The problem ::
Write out only the tail of the records, beginning at the line containing "mark: the green disc" and including the last line, exactly as written.
## Start Record excerpts
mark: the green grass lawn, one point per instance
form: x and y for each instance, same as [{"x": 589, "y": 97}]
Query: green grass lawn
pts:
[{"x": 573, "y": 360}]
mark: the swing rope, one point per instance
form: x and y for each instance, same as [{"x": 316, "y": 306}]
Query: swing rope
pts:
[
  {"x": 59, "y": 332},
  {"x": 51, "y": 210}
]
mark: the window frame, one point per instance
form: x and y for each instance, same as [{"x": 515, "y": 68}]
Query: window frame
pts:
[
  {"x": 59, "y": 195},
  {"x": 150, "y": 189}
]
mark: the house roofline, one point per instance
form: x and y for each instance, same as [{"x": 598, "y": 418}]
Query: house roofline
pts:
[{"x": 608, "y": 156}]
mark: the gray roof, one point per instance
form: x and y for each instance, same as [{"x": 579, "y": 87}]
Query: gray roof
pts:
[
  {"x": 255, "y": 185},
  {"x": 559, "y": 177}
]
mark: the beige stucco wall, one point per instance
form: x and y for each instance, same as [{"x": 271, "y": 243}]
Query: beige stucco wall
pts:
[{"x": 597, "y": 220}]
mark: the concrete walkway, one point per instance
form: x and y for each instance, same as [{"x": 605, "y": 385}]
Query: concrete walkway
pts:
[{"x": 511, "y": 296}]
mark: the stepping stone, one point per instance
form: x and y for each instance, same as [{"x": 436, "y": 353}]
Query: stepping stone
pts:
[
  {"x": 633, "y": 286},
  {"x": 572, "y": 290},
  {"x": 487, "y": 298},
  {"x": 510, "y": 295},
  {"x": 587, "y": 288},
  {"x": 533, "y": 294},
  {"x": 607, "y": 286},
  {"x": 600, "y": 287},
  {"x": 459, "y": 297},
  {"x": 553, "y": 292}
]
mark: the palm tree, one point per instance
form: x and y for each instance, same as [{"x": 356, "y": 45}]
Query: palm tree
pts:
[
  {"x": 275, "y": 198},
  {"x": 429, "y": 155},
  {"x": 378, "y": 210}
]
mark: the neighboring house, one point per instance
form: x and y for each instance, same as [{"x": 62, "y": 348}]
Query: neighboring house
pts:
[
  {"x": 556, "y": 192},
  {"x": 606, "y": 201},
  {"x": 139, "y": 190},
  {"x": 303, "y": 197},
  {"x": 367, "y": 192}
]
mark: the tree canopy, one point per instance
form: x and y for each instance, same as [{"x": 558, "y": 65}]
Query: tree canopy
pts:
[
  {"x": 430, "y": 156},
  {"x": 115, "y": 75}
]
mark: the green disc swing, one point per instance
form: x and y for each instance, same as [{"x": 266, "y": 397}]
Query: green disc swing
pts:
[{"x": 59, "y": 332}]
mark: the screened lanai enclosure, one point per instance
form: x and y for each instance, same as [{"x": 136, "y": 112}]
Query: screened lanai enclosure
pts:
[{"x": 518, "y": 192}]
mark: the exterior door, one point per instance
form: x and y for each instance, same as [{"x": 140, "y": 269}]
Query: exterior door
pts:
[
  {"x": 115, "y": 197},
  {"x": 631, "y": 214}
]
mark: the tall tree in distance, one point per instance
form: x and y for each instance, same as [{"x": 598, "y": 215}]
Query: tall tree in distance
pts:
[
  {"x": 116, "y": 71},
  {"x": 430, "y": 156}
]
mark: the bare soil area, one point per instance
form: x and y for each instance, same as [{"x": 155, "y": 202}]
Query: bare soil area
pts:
## End Record excerpts
Output of the exercise ::
mark: the green disc swing, one point per instance
form: x and y for each instance, same as [{"x": 266, "y": 397}]
Query: green disc swing
pts:
[{"x": 59, "y": 332}]
mark: the screened lanai enclosure, one point per instance
form: x and y for each instance, same as [{"x": 136, "y": 112}]
Query: screened lanai enclosure
pts:
[{"x": 518, "y": 192}]
mark: the exterior door, one point per instance
form: x and y for each instance, same as [{"x": 140, "y": 269}]
Query: exterior door
pts:
[
  {"x": 115, "y": 197},
  {"x": 631, "y": 214}
]
mark: the tall tree in distance, one point per instance
form: x and y for each instance, same as [{"x": 598, "y": 215}]
Query: tall tree in distance
pts:
[
  {"x": 116, "y": 71},
  {"x": 430, "y": 156}
]
mark: the bare soil area, one point per instance
form: x and y for each instance, same as [{"x": 155, "y": 202}]
Query: bare soil area
pts:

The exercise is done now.